**KUTIPAN DOKUMEN:**

• • • • •

Rekan Narpati,

Mungkin di Indonesia pemahaman mengenai Konfusianisme menjadi lebih sempit 
menjadi hanya Khonghucu. Sebenarnya menurut "kurikulum" pendidikan orang Rujia 
/ Konfisianisme, buku-buku para filsuf adalah wajib dibaca dan dipelajari. 
Dalam hal ini termasuk Fajia / legalisme, dan Mojia/Mohisme. Dalam perkembangan 
sejarahnya para pemikir Rujia menginkorporasikan banyak ide dari filsuf-filsuf 
selain Kongzi dan Mengzi. 

Tapi gak tahu yah, namanya juga Indonesia di mana "murni" itu identik dengan 
yang "terbaik". Jadi bisa saja banyak yang mau "murni-murni"an.

Hormat saya,

Yongde

--- In budaya_tionghua@yahoogroups.com, Narpati Pradana <kunder...@...> wrote:
>
> Rekan Liang U sekedar merendah.
> Saya bukan ahli seperti Liang U atau Zfy atau koh Ardian.
> Bahkan saya bukan keturunan Tionghoa (setidaknya tiga generasi ke atas..

• • • • •

(Entri penunjuk objek bernama)
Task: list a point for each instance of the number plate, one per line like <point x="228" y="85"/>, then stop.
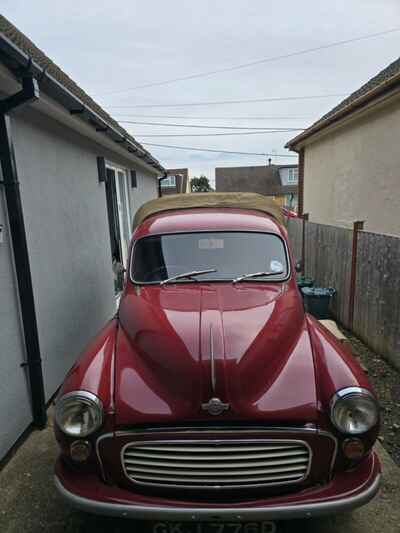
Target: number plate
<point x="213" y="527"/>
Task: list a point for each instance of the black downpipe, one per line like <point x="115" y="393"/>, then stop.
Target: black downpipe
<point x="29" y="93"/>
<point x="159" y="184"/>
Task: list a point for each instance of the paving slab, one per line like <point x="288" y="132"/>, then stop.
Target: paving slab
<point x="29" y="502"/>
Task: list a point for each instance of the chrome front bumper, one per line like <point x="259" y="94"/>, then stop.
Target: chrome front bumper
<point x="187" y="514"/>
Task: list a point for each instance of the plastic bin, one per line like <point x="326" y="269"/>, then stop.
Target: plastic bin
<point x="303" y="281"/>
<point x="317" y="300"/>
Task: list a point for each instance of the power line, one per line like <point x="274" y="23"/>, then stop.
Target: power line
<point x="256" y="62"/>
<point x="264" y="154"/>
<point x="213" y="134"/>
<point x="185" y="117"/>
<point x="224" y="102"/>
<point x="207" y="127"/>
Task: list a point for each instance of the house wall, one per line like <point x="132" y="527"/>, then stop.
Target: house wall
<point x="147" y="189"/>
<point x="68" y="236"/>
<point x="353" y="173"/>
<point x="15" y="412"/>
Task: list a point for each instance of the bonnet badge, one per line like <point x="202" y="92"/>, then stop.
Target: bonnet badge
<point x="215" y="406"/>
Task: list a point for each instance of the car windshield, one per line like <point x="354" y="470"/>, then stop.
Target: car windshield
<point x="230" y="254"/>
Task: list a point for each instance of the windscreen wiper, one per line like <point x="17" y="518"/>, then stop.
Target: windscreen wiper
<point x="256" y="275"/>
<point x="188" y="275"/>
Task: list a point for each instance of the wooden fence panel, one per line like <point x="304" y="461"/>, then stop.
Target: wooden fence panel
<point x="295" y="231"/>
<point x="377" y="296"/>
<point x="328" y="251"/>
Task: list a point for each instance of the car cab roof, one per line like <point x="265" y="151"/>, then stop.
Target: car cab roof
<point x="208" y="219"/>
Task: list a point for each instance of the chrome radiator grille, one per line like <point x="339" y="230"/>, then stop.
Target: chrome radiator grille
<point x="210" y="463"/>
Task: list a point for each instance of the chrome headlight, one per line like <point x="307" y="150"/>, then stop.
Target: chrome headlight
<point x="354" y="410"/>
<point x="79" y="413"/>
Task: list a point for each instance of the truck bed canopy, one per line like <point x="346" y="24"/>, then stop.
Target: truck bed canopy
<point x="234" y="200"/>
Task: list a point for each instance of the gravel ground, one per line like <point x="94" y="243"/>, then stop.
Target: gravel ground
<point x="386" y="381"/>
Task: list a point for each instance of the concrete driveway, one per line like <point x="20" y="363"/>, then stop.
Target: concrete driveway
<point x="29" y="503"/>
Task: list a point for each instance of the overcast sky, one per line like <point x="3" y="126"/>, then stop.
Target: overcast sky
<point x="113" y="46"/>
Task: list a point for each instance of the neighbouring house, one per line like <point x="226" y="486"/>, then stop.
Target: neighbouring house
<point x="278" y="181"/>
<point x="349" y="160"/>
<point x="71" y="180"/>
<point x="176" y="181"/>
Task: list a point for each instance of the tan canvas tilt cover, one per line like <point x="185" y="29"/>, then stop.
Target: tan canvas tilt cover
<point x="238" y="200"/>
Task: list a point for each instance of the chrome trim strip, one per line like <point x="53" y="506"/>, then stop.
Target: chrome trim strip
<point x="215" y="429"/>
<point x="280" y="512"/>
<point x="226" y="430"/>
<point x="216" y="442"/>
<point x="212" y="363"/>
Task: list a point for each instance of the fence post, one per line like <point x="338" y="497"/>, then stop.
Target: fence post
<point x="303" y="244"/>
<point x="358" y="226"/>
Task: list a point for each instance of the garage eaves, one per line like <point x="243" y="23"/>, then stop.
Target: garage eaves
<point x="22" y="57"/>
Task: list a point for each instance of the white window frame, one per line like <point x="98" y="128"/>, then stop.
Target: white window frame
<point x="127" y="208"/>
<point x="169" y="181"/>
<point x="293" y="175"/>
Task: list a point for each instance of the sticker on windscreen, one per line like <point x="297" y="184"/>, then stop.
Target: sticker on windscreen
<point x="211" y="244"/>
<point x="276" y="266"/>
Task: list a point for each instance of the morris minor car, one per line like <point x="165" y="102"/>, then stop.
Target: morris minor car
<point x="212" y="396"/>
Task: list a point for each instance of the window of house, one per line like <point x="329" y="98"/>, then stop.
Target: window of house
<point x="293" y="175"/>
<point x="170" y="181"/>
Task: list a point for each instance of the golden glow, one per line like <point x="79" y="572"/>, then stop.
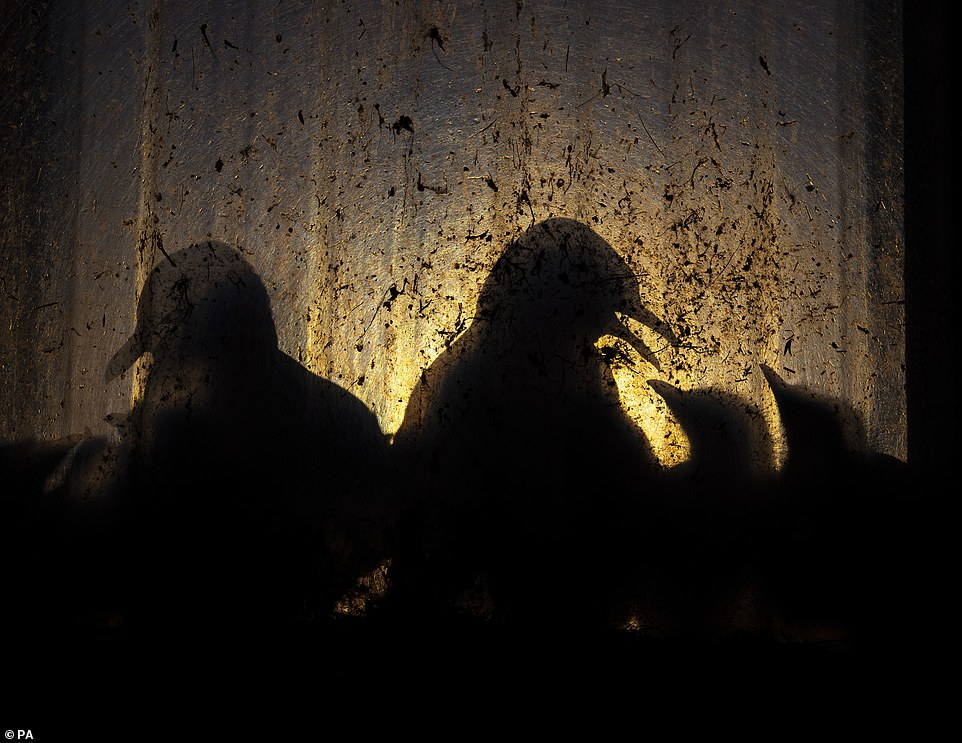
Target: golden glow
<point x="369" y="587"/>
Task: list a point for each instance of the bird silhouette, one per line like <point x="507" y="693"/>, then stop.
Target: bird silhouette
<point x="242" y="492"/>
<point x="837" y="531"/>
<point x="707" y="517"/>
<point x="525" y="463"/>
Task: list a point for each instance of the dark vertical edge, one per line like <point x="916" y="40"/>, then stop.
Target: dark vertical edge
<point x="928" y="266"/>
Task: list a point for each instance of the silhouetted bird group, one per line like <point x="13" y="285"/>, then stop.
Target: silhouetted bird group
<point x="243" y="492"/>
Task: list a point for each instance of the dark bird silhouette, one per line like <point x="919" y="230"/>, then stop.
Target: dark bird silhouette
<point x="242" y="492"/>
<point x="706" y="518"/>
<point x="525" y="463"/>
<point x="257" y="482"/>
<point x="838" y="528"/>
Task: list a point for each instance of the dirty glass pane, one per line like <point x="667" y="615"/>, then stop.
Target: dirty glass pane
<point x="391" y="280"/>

• • • • •

**DAFTAR SOAL:**
[1] Sesuaikah setiap pernyataan berikut dengan kutipan tentang Konfusianisme? Jawab ya atau tidak, lalu sertakan kata-kata penentu dari kutipan itu apa adanya. (a) Buku-buku para filsuf wajib dibaca dalam pendidikan Rujia. (b) Fajia dan Mojia termasuk bacaan tersebut. (c) Para pemikir Rujia hanya mengambil ide dari Kongzi dan Mengzi.
[2] Kembalikan setiap baris entri yang memuat kata "panel", dengan memperhatikan huruf besar dan kecil.
Kutipan dan entri tidak saling berhubungan.

**HASIL:**
[1]
(a) Ya: "buku-buku para filsuf adalah wajib dibaca dan dipelajari"
(b) Ya: "Dalam hal ini termasuk Fajia / legalisme, dan Mojia/Mohisme."
(c) Tidak: "menginkorporasikan banyak ide dari filsuf-filsuf selain Kongzi dan Mengzi"

[2]
Task: list a point for each instance of the wooden fence panel, one per line like <point x="304" y="461"/>, then stop.
Target: wooden fence panel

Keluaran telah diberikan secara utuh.